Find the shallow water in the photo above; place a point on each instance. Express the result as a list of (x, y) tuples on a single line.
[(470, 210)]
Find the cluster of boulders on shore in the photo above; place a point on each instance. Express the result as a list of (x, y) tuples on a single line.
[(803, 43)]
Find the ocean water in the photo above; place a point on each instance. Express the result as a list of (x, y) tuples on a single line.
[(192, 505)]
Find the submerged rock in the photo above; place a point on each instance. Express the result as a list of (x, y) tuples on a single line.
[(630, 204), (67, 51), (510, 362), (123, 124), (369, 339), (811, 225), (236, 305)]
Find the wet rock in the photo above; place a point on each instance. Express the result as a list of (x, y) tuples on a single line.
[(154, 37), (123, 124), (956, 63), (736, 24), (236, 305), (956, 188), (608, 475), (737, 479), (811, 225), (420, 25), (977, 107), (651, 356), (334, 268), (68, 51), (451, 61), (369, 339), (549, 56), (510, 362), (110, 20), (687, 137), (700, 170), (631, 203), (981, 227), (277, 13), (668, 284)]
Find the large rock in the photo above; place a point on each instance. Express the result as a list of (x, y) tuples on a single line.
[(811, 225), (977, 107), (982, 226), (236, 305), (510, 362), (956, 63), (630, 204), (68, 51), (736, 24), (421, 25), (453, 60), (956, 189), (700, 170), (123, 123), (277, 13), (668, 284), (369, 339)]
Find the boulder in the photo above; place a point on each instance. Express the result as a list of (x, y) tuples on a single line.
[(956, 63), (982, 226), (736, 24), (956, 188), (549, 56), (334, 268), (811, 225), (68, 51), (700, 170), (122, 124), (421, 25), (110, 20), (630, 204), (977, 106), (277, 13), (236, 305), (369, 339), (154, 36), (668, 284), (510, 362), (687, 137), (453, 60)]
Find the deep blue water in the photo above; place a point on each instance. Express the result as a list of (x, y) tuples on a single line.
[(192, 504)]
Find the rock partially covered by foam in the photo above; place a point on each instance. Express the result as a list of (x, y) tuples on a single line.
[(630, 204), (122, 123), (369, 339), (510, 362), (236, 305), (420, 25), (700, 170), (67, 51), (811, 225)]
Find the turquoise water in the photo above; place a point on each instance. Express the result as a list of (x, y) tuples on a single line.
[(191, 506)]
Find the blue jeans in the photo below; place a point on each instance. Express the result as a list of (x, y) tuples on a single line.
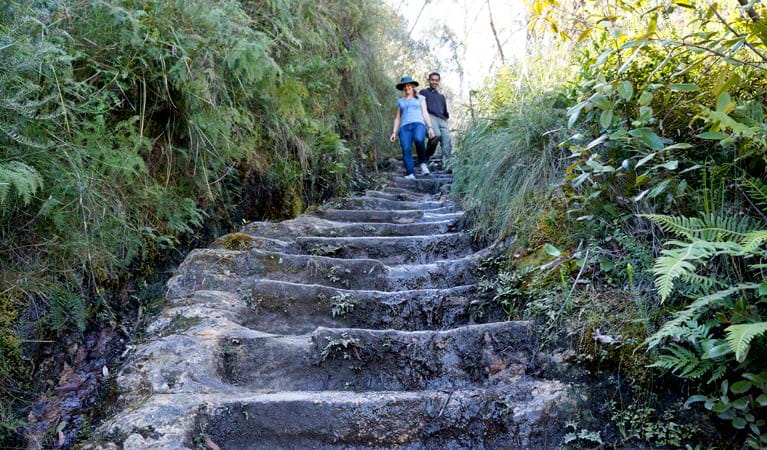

Work required -> Give back exactly the lines from the one that contains "Find the turquoise" to the final line of the data above, both included, with all pictures removed.

Output for this task ->
Find the turquoise water in the photo above; place a point on each instance. Express the result as a list of (x, y) tuples on a single line.
[(191, 506)]
Find the blue jeans in the photo below; place a point on each instance. Express the result as a list of (x, y) tuples on a single line.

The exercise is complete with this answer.